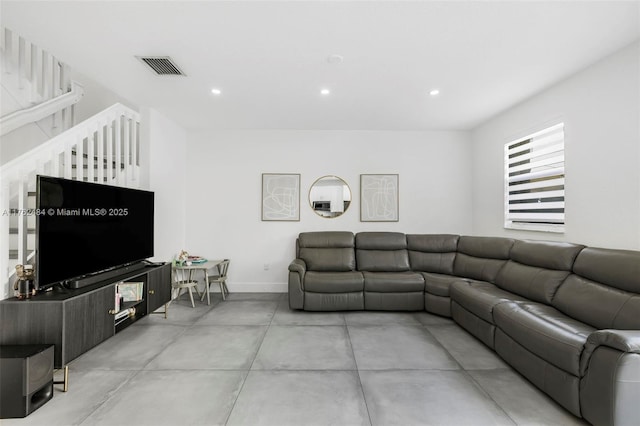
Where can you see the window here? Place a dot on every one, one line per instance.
(534, 181)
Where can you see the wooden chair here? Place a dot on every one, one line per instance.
(220, 278)
(182, 280)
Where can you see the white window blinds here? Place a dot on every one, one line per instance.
(534, 181)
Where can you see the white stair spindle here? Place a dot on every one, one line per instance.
(80, 157)
(22, 220)
(21, 63)
(100, 152)
(118, 156)
(110, 159)
(134, 152)
(127, 150)
(8, 50)
(68, 166)
(91, 158)
(34, 73)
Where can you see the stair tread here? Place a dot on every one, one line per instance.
(14, 231)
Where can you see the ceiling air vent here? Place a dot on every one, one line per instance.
(161, 65)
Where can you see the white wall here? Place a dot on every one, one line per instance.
(163, 161)
(600, 109)
(224, 191)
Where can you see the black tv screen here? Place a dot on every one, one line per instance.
(86, 228)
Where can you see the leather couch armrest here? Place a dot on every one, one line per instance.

▶ [Exercise prompt]: Rewrite the stretch from the line containing "Where can you see the ceiling" through the end of the records, changing "white wall" to "painted wall" and keeping everything else the same.

▶ [Task answer]:
Where can you see the ceiling air vent here? Place a dot on every one, one line per instance.
(161, 65)
Where can you see the painted wall here? Place a dot on every one, one line per instance.
(163, 161)
(600, 109)
(224, 191)
Where can you see the black tv screen here? Place a dot on every one, one line per instance.
(86, 228)
Where can you see the leather couch armrest here? Place a dot on every one, one line per instance.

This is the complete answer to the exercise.